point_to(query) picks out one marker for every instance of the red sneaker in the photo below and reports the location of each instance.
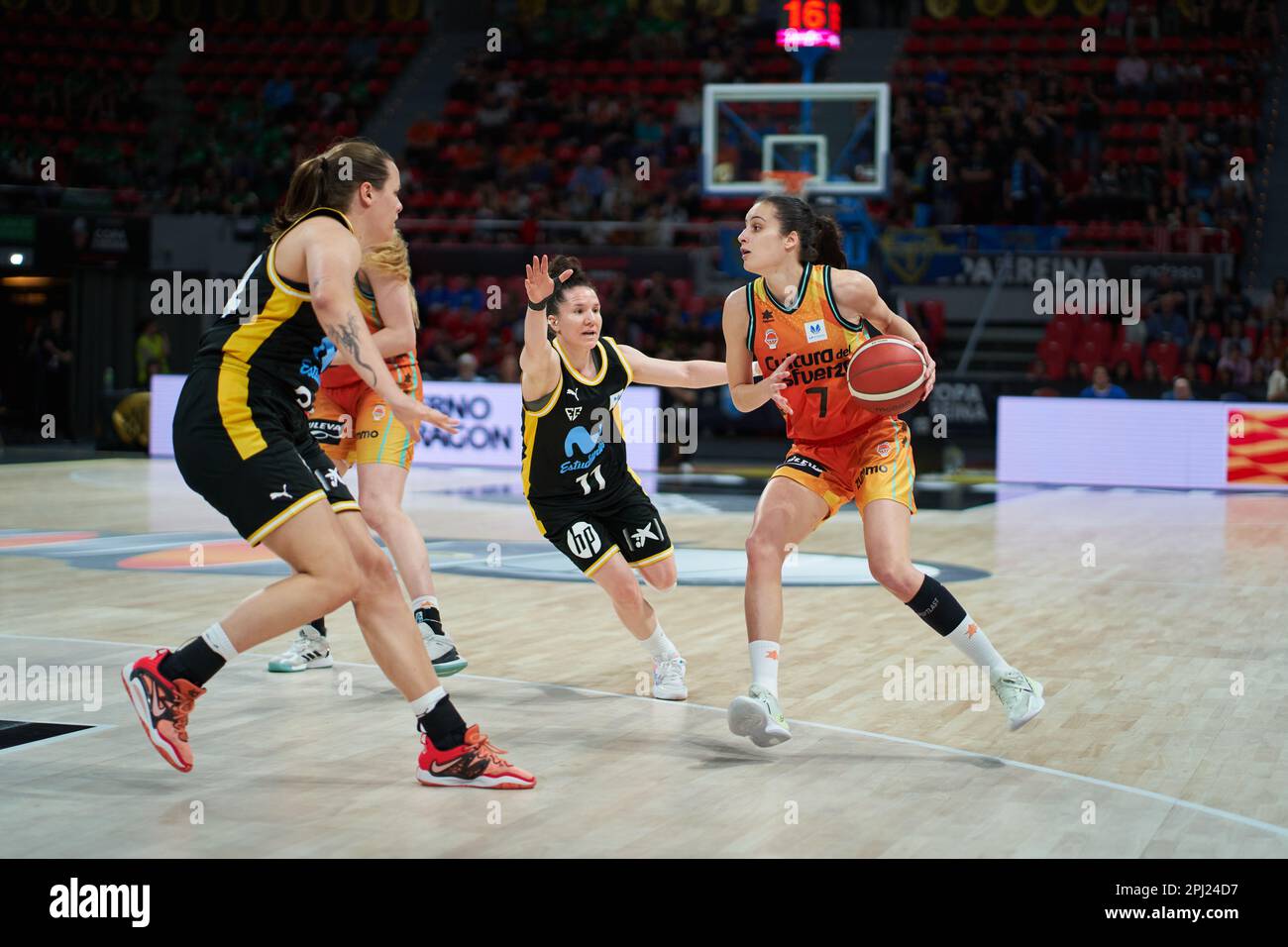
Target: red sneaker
(162, 706)
(473, 763)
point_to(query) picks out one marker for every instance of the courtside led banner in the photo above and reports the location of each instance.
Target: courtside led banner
(490, 433)
(1199, 445)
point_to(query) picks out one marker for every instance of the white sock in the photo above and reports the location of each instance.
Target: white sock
(971, 641)
(423, 705)
(764, 665)
(658, 644)
(218, 641)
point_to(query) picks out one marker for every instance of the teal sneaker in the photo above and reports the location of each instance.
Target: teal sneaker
(759, 716)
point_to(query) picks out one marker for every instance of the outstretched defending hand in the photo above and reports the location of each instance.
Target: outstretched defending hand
(411, 411)
(537, 281)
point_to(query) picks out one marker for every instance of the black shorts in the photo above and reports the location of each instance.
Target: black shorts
(248, 450)
(590, 534)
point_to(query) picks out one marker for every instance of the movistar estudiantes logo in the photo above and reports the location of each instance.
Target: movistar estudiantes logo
(584, 442)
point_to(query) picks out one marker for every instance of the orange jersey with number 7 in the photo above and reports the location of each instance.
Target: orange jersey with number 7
(809, 325)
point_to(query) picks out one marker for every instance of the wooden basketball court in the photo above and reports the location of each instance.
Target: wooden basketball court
(1153, 618)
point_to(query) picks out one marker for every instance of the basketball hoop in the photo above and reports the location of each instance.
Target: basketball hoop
(789, 182)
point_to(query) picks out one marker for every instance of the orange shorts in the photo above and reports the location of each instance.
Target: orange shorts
(876, 466)
(353, 424)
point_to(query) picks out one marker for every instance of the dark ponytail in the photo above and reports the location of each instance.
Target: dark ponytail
(576, 278)
(318, 180)
(820, 236)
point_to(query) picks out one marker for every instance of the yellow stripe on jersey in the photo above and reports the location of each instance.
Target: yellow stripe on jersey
(271, 266)
(603, 364)
(233, 385)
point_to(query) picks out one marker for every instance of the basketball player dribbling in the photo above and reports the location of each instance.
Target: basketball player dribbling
(355, 425)
(587, 500)
(800, 321)
(244, 444)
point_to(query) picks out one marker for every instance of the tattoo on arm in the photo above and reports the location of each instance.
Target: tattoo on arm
(347, 337)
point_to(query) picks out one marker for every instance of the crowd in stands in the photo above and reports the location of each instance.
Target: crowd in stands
(555, 125)
(1127, 146)
(1199, 344)
(73, 93)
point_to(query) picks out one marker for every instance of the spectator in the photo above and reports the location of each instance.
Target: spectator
(1202, 347)
(151, 354)
(278, 91)
(1087, 119)
(1132, 72)
(507, 371)
(1276, 385)
(1276, 304)
(1102, 386)
(467, 368)
(1234, 368)
(590, 178)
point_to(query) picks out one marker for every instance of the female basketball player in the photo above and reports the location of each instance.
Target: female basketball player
(800, 321)
(584, 496)
(243, 442)
(355, 424)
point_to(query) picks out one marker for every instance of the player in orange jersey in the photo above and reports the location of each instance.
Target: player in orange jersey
(355, 425)
(800, 321)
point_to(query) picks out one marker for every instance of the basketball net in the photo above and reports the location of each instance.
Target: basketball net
(789, 182)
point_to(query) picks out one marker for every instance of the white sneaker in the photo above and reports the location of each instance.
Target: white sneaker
(308, 651)
(669, 678)
(759, 716)
(442, 651)
(1020, 694)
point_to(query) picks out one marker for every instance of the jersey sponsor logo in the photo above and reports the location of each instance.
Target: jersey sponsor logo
(802, 463)
(819, 365)
(584, 540)
(322, 355)
(585, 442)
(326, 432)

════════════════════

How to complete this task —
Each record above is to be restated exactly, with its pictures removed from the copy.

Result of this task —
point_to(query) picks out one marker for every instance of the red sneaker in the photo below and reports the location of each instance.
Target: red sneaker
(162, 706)
(473, 763)
point_to(query) picks out one marker for every instance of the courtside led banner in the photo above and reports the location of each instance.
Target: courtside led banner
(490, 433)
(1199, 445)
point_to(query) picks out one marker for every instance of the white sock in the photo above and reports the location of each instance.
Target: white sock
(971, 641)
(423, 705)
(764, 665)
(658, 644)
(218, 641)
point_to(query) picks out one marker for every instance of the teal sneaker in the photo above and reports the location of each instance.
Target: teal sneaker
(759, 716)
point_to(query) picks out one marker for every instance of the outstretched defending hand in the photo above and reports the location of each instance.
Target: outstretched defending hand
(411, 411)
(537, 281)
point_to(query) picks out one marker for every instance of the black shorts in the photo above and reports the location of each instance.
Target: black shorts
(248, 450)
(590, 534)
point_to(query) picks out one marker for every instance of the movistar estudiantes logo in the photo above and reports the location of each instance.
Target: movistar estudiantes logo
(584, 442)
point_to(query) picks out one marker for every instance of the orange jersey with number 7 in the photo above and reports the location of each instance.
Target: orange jersey with number 7
(809, 325)
point_to(query) picks out one marker for every instance of the wooden basketball court in the photo above and reports the location of each instance.
Target: wooden basketball court
(1153, 618)
point_to(query) picks out one marker for every instance of the basketball hoop in the photo above and reports the location of each instance.
Target: basketball hoop
(789, 182)
point_to(query) picks out one marker for every instance of the orange shorts in the photo above and reports the location of each instance.
Target: orange shorts
(876, 466)
(353, 424)
point_to(query) picks out one marker for every instance of the dark ponytail in the photo above and reports the location of each instance.
Target: dark ponytail
(576, 278)
(318, 180)
(820, 236)
point_to(query) picks out one marker for every instance of the yellow stripe on jersey in the photo above and reports the location of each instance.
Target: yellow stripe on jersey
(271, 266)
(603, 364)
(233, 385)
point_to(query) picks out one marker for every instance of the basketball player dribbling in the photo above and reports the location of each instance.
Target: basketball player dribbling
(355, 425)
(587, 500)
(800, 321)
(244, 444)
point_to(query) picks out one marker for every instance of the tattoo on arm in the photo above and reports the location of each instance.
Target: tattoo on arm
(347, 337)
point_to(query) picks out one marker for every instance of the crowd in stands in the photo above and reports the location of each instance.
Target: crowd in stands
(555, 125)
(1127, 146)
(1199, 344)
(73, 93)
point_to(query) picks out one marker for every instance of the spectator in the photo above and reports the location of each instance.
Target: spectator
(1202, 347)
(151, 354)
(278, 91)
(1087, 119)
(1132, 72)
(507, 371)
(1276, 385)
(1276, 304)
(1102, 386)
(467, 368)
(1234, 368)
(590, 178)
point_to(query) picks out one marker for every instance of the female basketball player in the photo above and reports the location of each instance.
Target: female basketball player
(800, 321)
(584, 496)
(243, 442)
(355, 424)
point_to(query) picks out one marker for every instance of the player in orange jersey in the photo above and reports the location of each instance.
Target: player in orange jersey
(355, 425)
(800, 321)
point_to(query) picks out one marker for every instance of the basketball net in the photo above and reports the location of each instance.
Target: basketball net
(789, 182)
point_to(query) picks out one marker for every instance of the white sneaker in the photo above and reports the location of each instance.
Target: white sneaker
(308, 651)
(669, 678)
(759, 716)
(442, 651)
(1020, 694)
point_to(query) picks out one marker for every instance of the jersey sponsor logo in the photo above and reports the location of each instance.
Target: jersey sponsor logo
(802, 463)
(819, 365)
(584, 540)
(322, 355)
(585, 442)
(326, 432)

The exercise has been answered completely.